Please copy all the lines that follow, word for word.

___

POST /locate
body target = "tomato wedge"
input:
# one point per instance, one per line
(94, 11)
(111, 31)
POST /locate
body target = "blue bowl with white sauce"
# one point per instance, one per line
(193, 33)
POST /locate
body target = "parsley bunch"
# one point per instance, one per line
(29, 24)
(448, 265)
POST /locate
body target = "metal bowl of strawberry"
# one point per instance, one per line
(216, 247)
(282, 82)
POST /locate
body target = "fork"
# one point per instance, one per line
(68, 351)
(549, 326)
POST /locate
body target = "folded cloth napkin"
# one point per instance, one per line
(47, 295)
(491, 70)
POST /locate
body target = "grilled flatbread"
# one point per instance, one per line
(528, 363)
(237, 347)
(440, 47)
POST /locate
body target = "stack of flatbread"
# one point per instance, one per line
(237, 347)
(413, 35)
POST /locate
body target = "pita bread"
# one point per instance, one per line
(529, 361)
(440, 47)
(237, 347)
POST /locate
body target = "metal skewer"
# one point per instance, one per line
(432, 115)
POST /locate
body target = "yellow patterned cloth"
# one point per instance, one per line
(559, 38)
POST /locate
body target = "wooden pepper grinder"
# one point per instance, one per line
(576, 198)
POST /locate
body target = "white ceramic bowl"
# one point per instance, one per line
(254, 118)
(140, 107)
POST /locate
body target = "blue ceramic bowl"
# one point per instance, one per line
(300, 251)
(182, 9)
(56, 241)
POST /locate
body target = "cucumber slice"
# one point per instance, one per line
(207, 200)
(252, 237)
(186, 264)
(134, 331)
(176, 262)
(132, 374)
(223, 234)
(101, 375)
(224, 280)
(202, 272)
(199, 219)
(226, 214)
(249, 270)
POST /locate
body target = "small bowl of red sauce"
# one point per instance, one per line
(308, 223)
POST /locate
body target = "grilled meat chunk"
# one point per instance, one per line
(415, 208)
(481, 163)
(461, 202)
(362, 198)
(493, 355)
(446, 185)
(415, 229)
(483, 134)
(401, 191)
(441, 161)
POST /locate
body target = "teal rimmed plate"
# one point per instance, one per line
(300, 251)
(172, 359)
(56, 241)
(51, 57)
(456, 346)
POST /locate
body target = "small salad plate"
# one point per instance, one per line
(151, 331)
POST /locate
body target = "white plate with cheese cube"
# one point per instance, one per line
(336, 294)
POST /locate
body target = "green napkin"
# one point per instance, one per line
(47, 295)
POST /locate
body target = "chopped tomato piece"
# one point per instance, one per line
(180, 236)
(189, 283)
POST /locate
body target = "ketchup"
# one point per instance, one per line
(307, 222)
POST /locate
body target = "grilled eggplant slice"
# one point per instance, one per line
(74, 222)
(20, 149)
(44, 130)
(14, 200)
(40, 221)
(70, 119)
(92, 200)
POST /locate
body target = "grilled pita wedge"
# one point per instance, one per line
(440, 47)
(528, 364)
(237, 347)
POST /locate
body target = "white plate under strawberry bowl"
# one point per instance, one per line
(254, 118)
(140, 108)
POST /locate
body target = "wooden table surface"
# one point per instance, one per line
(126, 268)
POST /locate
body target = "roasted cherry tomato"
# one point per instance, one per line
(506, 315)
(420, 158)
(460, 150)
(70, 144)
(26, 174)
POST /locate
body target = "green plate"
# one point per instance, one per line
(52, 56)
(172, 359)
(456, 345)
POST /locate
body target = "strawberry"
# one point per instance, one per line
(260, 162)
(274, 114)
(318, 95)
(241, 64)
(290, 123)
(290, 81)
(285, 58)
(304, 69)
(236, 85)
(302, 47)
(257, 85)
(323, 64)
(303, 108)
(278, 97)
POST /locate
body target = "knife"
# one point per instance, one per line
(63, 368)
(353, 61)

___

## SOLUTION FOR THIS TASK
POST /locate
body target = "tomato wedge"
input:
# one point per instance, one per line
(94, 11)
(111, 31)
POST /locate
body target = "blue bowl with white sauce"
# one point per instance, one per line
(193, 33)
POST /locate
body target = "parsley bunch"
# one point per instance, one per line
(29, 24)
(448, 265)
POST /locate
body target = "metal bowl of strawberry"
# one point per instance, one per line
(216, 247)
(282, 82)
POST /locate
body target = "fork"
# one point per instance, one per line
(68, 351)
(549, 326)
POST /locate
body target = "folded cloth napkin"
# one point per instance, one per line
(47, 295)
(491, 70)
POST /locate
body target = "grilled flatbread"
# one point per instance, one per line
(528, 363)
(237, 347)
(440, 47)
POST /locate
body target = "stack of flatbread"
# one point per instance, one per line
(237, 347)
(413, 35)
POST /locate
body target = "pita bread"
# one point per instance, one per line
(529, 361)
(440, 47)
(237, 347)
POST /locate
body target = "metal skewer"
# one point per instance, one per line
(432, 115)
POST /locate
body target = "yellow patterned cloth"
# one point per instance, one per line
(559, 38)
POST /locate
body target = "wooden pepper grinder"
# one point per instance, one per line
(576, 198)
POST /locate
body target = "white ceramic bowl"
# one point per instance, one per line
(254, 118)
(140, 107)
POST /locate
body target = "blue ceramic bowl"
# one point per instance, one per line
(300, 251)
(182, 9)
(56, 241)
POST /locate
body target = "cucumber slice"
# one point per instance, one per line
(207, 200)
(252, 237)
(186, 264)
(134, 331)
(176, 262)
(132, 374)
(223, 234)
(101, 375)
(224, 280)
(202, 272)
(199, 219)
(226, 214)
(249, 270)
POST /locate
body target = "small bowl of red sauce"
# one point per instance, one per line
(308, 223)
POST /locate
body target = "grilled meat chunk"
# one point per instance, one per line
(415, 208)
(481, 163)
(461, 202)
(362, 198)
(493, 355)
(446, 185)
(415, 229)
(483, 134)
(401, 191)
(441, 161)
POST /locate
body target = "teal rimmed plate"
# one point per instance, one per line
(300, 251)
(172, 359)
(56, 241)
(51, 57)
(456, 346)
POST /locate
body target = "small salad plate"
# one point per instance, one per line
(151, 331)
POST /locate
body target = "white plate with cheese cube"
# one point per instance, one per line
(336, 294)
POST /locate
body target = "green napkin"
# one point per instance, one per line
(47, 295)
POST /locate
body target = "chopped tomato piece"
# one point per instance, one per line
(180, 236)
(189, 283)
POST /locate
body target = "ketchup"
# one point per instance, one per line
(307, 222)
POST /locate
body target = "grilled eggplant slice"
# one point per instance, one per line
(74, 222)
(20, 149)
(44, 130)
(14, 200)
(40, 221)
(70, 119)
(92, 200)
POST /locate
body target = "grilled pita wedge"
# one point per instance, one per line
(440, 47)
(528, 364)
(237, 347)
POST /locate
body target = "white plate under strawberry bowl"
# one point per instance, one per line
(254, 118)
(140, 108)
POST /locate
body target = "wooden table surface"
# one point per instance, one per line
(126, 268)
POST /locate
body target = "roasted cherry tomato"
# one point per instance, one per line
(506, 315)
(420, 158)
(460, 150)
(70, 144)
(26, 174)
POST /locate
body target = "green plate"
# one point per instance, one per line
(52, 56)
(172, 359)
(456, 345)
POST /locate
body target = "strawberry"
# one point per instance, one per line
(260, 162)
(274, 114)
(318, 95)
(241, 64)
(290, 123)
(290, 81)
(285, 58)
(304, 69)
(236, 85)
(302, 47)
(257, 85)
(323, 64)
(303, 108)
(278, 97)
POST /locate
body target = "knife"
# one point per instance, one per line
(63, 368)
(353, 61)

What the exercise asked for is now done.